◆ 提供テキスト ◆
┌──
「人生は喜劇だ」という言葉があるが、喜劇を通じて人生の深さを表現するクリエイターの代表が、チャールズ・チャップリンという人物だろう。

今回、膨大なNGフィルムの一部を拝見し、彼の生み出す笑いのひとつひとつが苦悩とそこから練り出される実に豊かな表現力の結集であるということを改めて痛感した。

例えば『街の灯』の、盲目の花売りの娘がチャップリンを金持ちの紳士と勘違いするシーン。どうすればコミカルに、かつ自然に、そのハプニングが起きるかということに腐心するあまりの膨大なNG。しかし、採用されたたった数分にも満たない1シーンは実に見事な演出で、「ありえない」映画の出来事がまるで「身近な現実に」なってしまうような錯覚すら感じさせる。

デジタル全盛の今と違い、当時はフィルム撮影してそれを現像して初めて結果が分かるという時代。当然、ポストプロダクションの技術もないだろう。まさに、撮影現場での一瞬一瞬が勝負。そんな中で、より高いゴールを目指して作品を作り続けた姿勢に深く頭を垂れた。
└──
◆ 指示 ◆
提供テキストの記述に基づき、次の問いに答えてください。
(a) 今回拝見したとされているものは何か。
(b) 『街の灯』のシーンで、盲目の花売りの娘はチャップリンを何と勘違いするか。
(c) 当時は、撮影の結果がいつ初めて分かる時代だったとされているか。

点ラベリングの例:
┌──
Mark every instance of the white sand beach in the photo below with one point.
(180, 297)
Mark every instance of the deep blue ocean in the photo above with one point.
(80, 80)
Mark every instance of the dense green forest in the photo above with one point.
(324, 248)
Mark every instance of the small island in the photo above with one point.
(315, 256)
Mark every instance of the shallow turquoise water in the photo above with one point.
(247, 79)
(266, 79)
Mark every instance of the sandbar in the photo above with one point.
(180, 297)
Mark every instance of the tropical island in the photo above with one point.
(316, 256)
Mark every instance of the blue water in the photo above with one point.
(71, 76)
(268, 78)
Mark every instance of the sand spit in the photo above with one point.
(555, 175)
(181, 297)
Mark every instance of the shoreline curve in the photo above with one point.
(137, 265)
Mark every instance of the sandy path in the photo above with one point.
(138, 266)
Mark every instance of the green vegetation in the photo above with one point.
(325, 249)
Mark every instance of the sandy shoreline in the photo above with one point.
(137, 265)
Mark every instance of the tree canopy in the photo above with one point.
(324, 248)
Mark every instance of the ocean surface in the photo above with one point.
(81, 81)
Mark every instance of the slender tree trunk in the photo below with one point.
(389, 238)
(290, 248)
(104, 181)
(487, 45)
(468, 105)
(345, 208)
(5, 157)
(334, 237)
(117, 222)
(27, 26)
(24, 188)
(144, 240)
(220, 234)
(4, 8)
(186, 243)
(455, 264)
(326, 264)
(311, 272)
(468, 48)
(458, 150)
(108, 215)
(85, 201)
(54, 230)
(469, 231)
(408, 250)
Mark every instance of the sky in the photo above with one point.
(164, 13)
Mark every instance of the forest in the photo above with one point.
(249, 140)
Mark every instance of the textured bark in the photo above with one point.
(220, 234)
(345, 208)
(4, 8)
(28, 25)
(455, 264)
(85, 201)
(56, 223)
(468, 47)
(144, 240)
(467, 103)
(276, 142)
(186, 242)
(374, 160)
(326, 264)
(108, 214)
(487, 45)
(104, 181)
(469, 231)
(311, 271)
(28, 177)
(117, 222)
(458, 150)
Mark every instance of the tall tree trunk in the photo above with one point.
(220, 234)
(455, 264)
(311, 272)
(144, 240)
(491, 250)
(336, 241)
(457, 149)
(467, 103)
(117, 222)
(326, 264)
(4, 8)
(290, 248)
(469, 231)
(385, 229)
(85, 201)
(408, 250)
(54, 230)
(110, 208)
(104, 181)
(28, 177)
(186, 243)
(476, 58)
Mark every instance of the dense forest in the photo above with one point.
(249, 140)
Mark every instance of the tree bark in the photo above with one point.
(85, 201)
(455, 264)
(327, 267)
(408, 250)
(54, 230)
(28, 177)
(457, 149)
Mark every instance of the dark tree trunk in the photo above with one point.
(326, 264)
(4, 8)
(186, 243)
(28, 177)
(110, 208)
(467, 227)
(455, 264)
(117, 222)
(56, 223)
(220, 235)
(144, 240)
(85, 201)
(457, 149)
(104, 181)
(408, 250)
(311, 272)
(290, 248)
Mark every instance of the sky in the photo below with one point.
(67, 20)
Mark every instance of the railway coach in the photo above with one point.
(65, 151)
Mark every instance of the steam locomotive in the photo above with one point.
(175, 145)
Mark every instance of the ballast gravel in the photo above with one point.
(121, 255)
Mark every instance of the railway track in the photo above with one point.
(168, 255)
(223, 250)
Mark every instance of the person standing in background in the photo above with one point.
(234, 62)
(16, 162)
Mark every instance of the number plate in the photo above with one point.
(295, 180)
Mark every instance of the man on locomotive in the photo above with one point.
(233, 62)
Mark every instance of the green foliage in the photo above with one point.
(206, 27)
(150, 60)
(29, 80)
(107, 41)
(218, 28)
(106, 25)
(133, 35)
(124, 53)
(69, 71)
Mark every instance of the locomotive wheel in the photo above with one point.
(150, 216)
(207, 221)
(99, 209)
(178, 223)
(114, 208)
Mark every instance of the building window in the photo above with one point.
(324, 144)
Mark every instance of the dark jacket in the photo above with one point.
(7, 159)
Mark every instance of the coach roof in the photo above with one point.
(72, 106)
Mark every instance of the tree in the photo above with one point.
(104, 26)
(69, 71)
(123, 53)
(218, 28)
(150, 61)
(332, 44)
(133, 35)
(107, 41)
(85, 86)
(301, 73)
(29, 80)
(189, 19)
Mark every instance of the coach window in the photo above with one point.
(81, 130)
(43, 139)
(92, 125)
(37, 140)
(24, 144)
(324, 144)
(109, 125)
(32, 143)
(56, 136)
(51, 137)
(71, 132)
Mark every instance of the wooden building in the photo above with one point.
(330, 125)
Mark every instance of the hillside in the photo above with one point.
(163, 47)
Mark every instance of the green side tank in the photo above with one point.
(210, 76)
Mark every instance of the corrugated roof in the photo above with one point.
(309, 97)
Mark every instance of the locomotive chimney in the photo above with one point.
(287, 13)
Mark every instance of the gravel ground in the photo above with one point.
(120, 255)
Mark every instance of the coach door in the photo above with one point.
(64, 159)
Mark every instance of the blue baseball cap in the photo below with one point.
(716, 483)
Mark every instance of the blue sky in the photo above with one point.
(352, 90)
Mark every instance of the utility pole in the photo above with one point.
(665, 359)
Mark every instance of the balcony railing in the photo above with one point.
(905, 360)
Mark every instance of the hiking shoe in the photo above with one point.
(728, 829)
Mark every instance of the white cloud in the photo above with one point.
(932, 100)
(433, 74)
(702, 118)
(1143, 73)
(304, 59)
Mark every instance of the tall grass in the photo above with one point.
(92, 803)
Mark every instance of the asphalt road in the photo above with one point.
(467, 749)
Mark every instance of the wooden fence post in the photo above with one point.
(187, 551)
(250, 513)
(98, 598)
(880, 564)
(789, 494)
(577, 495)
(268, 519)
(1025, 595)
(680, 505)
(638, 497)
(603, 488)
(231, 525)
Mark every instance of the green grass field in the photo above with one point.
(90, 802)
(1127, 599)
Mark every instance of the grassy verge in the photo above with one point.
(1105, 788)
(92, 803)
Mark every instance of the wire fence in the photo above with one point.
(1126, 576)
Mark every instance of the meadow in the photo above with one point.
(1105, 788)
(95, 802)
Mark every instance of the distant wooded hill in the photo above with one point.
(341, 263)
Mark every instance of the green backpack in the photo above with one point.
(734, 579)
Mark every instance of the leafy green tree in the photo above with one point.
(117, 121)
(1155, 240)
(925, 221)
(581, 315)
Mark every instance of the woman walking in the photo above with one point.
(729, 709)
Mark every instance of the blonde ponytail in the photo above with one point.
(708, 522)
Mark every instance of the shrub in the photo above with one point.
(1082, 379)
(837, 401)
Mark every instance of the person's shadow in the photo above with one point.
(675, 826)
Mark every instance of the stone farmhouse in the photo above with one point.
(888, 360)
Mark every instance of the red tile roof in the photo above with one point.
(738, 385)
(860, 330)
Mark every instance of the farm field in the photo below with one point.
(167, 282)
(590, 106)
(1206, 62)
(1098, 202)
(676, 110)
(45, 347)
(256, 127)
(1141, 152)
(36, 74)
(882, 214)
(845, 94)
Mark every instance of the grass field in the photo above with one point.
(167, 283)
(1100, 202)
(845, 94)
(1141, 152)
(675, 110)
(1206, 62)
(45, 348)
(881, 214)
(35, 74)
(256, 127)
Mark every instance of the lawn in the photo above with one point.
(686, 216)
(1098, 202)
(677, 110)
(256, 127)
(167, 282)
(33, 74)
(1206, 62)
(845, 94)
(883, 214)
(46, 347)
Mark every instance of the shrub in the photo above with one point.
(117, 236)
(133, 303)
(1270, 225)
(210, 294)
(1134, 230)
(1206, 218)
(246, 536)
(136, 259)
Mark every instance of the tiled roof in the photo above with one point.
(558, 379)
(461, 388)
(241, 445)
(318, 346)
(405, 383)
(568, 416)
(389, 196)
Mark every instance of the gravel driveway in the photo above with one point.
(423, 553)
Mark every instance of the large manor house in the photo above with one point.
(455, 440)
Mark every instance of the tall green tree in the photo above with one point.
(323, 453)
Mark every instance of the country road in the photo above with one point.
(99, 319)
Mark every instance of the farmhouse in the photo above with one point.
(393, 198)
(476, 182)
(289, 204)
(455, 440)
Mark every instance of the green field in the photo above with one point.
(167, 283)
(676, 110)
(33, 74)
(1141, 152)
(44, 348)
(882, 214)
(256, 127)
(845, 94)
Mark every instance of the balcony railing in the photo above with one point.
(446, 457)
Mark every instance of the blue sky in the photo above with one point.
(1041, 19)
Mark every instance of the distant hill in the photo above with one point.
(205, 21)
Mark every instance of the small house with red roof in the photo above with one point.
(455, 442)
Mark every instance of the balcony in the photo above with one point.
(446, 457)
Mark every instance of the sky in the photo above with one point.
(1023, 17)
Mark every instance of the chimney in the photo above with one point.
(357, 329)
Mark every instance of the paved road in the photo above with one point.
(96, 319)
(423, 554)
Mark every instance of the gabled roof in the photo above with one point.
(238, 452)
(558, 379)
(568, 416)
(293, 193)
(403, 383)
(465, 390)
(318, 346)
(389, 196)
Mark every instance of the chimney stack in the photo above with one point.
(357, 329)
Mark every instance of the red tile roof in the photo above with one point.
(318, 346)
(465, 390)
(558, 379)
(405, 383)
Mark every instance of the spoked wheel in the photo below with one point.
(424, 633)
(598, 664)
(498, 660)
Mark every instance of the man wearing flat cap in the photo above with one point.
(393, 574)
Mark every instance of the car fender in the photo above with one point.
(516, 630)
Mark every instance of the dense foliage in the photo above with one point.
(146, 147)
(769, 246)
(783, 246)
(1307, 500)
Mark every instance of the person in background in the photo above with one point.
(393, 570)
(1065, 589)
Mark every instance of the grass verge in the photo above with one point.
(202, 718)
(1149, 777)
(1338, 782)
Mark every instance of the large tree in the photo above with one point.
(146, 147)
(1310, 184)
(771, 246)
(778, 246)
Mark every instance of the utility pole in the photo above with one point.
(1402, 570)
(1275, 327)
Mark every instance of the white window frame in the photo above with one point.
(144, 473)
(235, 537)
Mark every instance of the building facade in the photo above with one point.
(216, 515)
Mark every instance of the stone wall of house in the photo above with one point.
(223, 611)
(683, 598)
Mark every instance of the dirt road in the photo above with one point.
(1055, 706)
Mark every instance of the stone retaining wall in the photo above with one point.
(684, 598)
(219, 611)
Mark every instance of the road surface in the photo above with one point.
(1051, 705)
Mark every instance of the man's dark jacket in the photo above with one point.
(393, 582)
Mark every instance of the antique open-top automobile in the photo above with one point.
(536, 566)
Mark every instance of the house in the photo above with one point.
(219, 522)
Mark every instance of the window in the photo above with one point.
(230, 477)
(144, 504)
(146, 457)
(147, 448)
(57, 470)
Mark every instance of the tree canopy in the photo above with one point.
└──
◆ 回答例 ◆
(a) 膨大なNGフィルムの一部。
(b) 金持ちの紳士。
(c) フィルム撮影したものを現像して初めて分かる時代。